Selected text ▸
In this post, I talked about the performance of the neural network with respect to identifying raccoons, and talked about why color information didn’t work out as I originally planned. Tune in next time when I’ll look at identifying deer and some of the challenges that brings.

Deer Detection Diversion 4 – Neural Network Setup

For those of you following along at home, I’ve been attempting to make a deer detector using a Machine Learning algorithm. In my last post on the topic, I discussed why I wanted to use a neural network to perform the actual machine learning in the project. In that post, I glossed over a lot of the details. In this post, I want to provide a little bit more information about neural networks and how I came to write my own version.

Which Features??

I had been doing a lot of reading about Neural Networks, and how they are useful for various machine learning tasks. More importantly, I knew that they had been used in tasks involving computer vision. One aspect of neural networks really stood out to me as being useful. The hidden layer of the network has the ability to act as a sort of automated feature selector. Put another way, the neural net builds its own set of features when it is learning from examples. This is incredibly useful, since in an earlier post, I spoke about how feature engineering and discovery is really key to get a lot of machine learning algorithms working well.

Having never undertaken a computer vision task before, I really felt that trying to come up with my own sets of features would be taking me down a proverbial rabbit hole, putting me at risk of getting lost on the web while trying to educate myself to an entire field (something came out of the mirror, and it wasn’t Alice!). As I have learned in the past, it pays more to spend time and dig into the data set and run a few simple tests than it does to embark on feature engineering right off the bat.

Validating the Approach First

To start out, I wrote a small Python program to strip out the pixel data from my pictures, and shove it into a CSV file (oof… very clumsy!). The result was a somewhat portable data set that I could read in just about any language or tool very quickly. My thinking was that I could use the data set to run a few tests to see if I could tune an off-the-shelf neural net implementation to perform somewhat reasonably. The downside was that I couldn’t easily turn the samples back into a set of images without some manual work, making it harder to see what images were causing problems with the machine learning approach.

Information supplied ▸
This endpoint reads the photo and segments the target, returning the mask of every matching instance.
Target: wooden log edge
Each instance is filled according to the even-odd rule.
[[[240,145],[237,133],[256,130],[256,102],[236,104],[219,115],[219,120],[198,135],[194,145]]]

What you need to do ▸
A – According to the deer detector post, what did the author's small Python program do with the pictures?
B – State whether each statement agrees with the deer detector post. For each, answer yes or no and quote the deciding words.
(i) The author had worked on computer vision tasks before this project.
(ii) The hidden layer of a neural network can act as a kind of automated feature selector.
(iii) The samples in the CSV file could easily be turned back into images.
C – Reproduce the part of the deer detector post starting at "I had been doing" and ending at "algorithms working well.".

Task-by-task solutions ▸
A – It stripped out the pixel data from the pictures and put it into a CSV file.

B –
(i) No: "Having never undertaken a computer vision task before"
(ii) Yes: "The hidden layer of the network has the ability to act as a sort of automated feature selector."
(iii) No: "I couldn’t easily turn the samples back into a set of images without some manual work"

C –
I had been doing a lot of reading about Neural Networks, and how they are useful for various machine learning tasks. More importantly, I knew that they had been used in tasks involving computer vision. One aspect of neural networks really stood out to me as being useful. The hidden layer of the network has the ability to act as a sort of automated feature selector. Put another way, the neural net builds its own set of features when it is learning from examples. This is incredibly useful, since in an earlier post, I spoke about how feature engineering and discovery is really key to get a lot of machine learning algorithms working well.